Source text
#####
How to Find What You're Not Looking for

How to Find What You're Not Looking for

Create October 25, 2012 / By Michael Michalko
How to Find What You're Not Looking for
SYNOPSIS

Be prepared for the chance or accidental discovery when brainstorming for ideas.

Whenever we attempt to do something and fail, we end up doing something else. As simplistic as this statement may seem, it is the first principle of creative accident. We may ask ourselves why we have failed to do what we intended, and this is the reasonable, expected thing to do. But the creative accident provokes a different question: What have we done? Answering that question in a novel, unexpected way is the essential creative act. It is not luck but creative insight of the highest order.

Even when people set out to act purposefully and rationally to do something, they wind up doing things they did not intend. John Wesley Hyatt, an Albany printer and mechanic, worked long and hard trying to find a substitute for billiard-ball ivory, then coming into short supply. He invented, instead, celluloid— the first commercially successful plastic.

B.F. Skinner advised people that when you are working on something and find something interesting, drop everything else and study it. In fact, he emphasized this as the first principle of scientific methodology. This is what William Shockley and a multi-discipline Bell labs team did. They were formed to invent the MOS transistor and ended up instead with the junction transistor and the new science of semiconductor physics. These developments eventually led to the MOS transistor and then to the integrated circuit and to new breakthroughs in electronics and computers. William Shockley described it as a process of “creative failure methodology.”

Richard Feynman, a Nobel Laureate physicist, had an interesting practical test that he applied when reaching a judgment about a new idea: for example, did it explain something unrelated to the original problem. E.g., “What can you explain that you didn’t set out to explain?” and, “What did you discover that you didn’t set out to discover?” In 1938, 27-year-old Roy Plunkett set out to invent a new refrigerant. Instead, he created a glob of white waxy material that conducted heat and did not stick to surfaces. Fascinated by this “unexpected” material, he abandoned his original line of research and experimented with this interesting material, which eventually became known by its household name, “Teflon.”

In principle, the unexpected event that gives rise to a creative invention is not all that different from the unexpected automobile breakdown that forces us to spend a night in a new and interesting town, the book sent to us in error that excites our imagination, or the closed restaurant that forces us to explore a different cuisine. But when looking for ideas or creative solutions, many of us ignore the unexpected and, consequently, lose the opportunity to turn chance into a creative opportunity.

Years back, 3M invented a new adhesive for industry. No industry was interested and management ordered an engineer to burn the samples. The engineer, instead, thought the adhesive had “interesting” aspects and took some samples home. He observed his teenage daughters setting their hair with it and using the adhesive in various other ways around the home. He went to management and convinced them that what they had was a consumer product, not an industrial one. 3M manufactured and marketed it as Scotch Tape.

You have to give yourself the freedom to see what you are not looking for. In 1839, Charles Goodyear was looking for a way to make rubber easier to work and accidentally spilled a mixture that hardened but was still useable. By allowing himself to go in an unanticipated direction, he invented a practical vulcanization process. By focusing on the “interesting” aspects of the idea, he discovered it’s potential.
PMI.
#####
Entries shown

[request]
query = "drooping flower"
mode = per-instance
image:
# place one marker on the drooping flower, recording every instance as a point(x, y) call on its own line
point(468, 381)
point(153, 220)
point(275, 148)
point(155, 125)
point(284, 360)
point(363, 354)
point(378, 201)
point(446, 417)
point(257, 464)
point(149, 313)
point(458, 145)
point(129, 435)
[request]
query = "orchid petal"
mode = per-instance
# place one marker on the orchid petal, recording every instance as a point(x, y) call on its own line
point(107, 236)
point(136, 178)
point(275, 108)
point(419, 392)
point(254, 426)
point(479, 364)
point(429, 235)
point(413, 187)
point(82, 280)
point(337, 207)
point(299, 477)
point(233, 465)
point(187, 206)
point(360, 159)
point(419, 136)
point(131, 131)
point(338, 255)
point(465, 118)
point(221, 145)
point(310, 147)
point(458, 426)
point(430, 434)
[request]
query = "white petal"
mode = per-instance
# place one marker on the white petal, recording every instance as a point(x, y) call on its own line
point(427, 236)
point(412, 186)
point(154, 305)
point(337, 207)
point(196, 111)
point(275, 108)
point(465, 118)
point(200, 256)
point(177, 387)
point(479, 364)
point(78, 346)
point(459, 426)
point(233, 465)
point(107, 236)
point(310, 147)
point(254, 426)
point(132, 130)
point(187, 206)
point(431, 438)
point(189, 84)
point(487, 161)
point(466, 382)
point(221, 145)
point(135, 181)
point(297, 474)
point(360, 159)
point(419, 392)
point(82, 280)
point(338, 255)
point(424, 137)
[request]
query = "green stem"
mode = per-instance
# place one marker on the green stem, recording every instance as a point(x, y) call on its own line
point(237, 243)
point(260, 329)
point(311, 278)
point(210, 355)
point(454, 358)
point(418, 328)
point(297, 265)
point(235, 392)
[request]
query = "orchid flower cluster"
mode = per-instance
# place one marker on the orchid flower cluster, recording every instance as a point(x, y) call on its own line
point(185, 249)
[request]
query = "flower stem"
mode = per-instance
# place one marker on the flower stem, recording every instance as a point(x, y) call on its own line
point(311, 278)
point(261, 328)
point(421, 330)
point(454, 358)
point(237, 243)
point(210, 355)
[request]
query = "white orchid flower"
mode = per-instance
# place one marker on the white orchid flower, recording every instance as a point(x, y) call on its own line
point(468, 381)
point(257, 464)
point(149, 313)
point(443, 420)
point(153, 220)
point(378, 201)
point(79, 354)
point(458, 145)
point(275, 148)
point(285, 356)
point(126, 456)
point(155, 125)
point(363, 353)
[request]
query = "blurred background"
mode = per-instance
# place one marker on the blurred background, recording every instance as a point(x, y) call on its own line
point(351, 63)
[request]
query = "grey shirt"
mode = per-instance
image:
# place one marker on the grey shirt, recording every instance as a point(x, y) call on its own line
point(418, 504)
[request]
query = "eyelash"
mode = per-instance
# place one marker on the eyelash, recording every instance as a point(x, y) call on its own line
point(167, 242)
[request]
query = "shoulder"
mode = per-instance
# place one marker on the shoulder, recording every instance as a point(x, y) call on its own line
#####
Problems to solve
[A] Check each statement against the article on creative accidents: (i) John Wesley Hyatt was trying to find a substitute for billiard-ball ivory; (ii) Roy Plunkett was 37 years old in 1938; (iii) management at 3M ordered an engineer to burn the adhesive samples. Answer yes or no to each, quoting the words of the article that decide it.
[B] Write out the passage of the article on creative accidents that begins at the words "Whenever we attempt" and stops after "commercially successful plastic.", replacing "creative accident" with "happy accident" everywhere it occurs.
[C] Write the next part of the article on creative accidents, picking up after its final sentence.

Solved tasks
[A]
(i) Yes: "worked long and hard trying to find a substitute for billiard-ball ivory"
(ii) No: "In 1938, 27-year-old Roy Plunkett set out to invent a new refrigerant."
(iii) Yes: "management ordered an engineer to burn the samples"

[B]
Whenever we attempt to do something and fail, we end up doing something else. As simplistic as this statement may seem, it is the first principle of happy accident. We may ask ourselves why we have failed to do what we intended, and this is the reasonable, expected thing to do. But the happy accident provokes a different question: What have we done? Answering that question in a novel, unexpected way is the essential creative act. It is not luck but creative insight of the highest order.

Even when people set out to act purposefully and rationally to do something, they wind up doing things they did not intend. John Wesley Hyatt, an Albany printer and mechanic, worked long and hard trying to find a substitute for billiard-ball ivory, then coming into short supply. He invented, instead, celluloid— the first commercially successful plastic.

[C]
To explore a subject with our intellect, we need to “will” ourselves to direct our attention in a different way. A tool to help you achieve this is the PMI. The PMI is an attention-directing tool that was first introduced by Edward de Bono, an international authority on thinking. It is designed to deliberately direct your attention to all the positive, negative and interesting aspects about your subject. Carrying out a PMI is simple. What is not simple is to deliberately concentrate your attention in one direction after another when your emotions and prejudices have already decided how you should feel about your subject.

You need to “will” yourself to look in different directions. Once you have the “will” to do a PMI, then the natural challenge to your intelligence is to find as many positive, negative, and interesting points as you can. Instead of using intelligence to support your emotions and prejudices, you are now using it to explore the subject matter.
The guidelines for doing a PMI are:

1. Make three columns on a sheet of paper. Title the columns “Plus,” “Minus,” and “Interesting.”
2. Under the “Plus” column, list all the positive aspects about the subject that you can.
3. Under the “Minus” column, list all the negative aspects that you can.
4. Under the “Interesting” column, list all those things that are worth noting but do not fit under either “Plus” or “Minus.” The “Interesting” items helps us to react to the interest in an idea and not just to judgment feelings and emotions about the idea. “I do not like the idea but there are interesting aspects to it….”

With the PMI, you use your intelligence to explore the subject matter. At the end of the exploration, emotions and feelings can be used to make a decision about the matter. The difference is that the emotions are now applied after the exploration instead of being applied before and so preventing exploration. With a PMI, one of three things can happen:
• You may decide that it is a viable idea.
• You may reject the idea as unsound.
• You may move from the idea to another idea. By exploring the “positive” and “interesting” aspects of an idea, you may be able to recycle it into something else.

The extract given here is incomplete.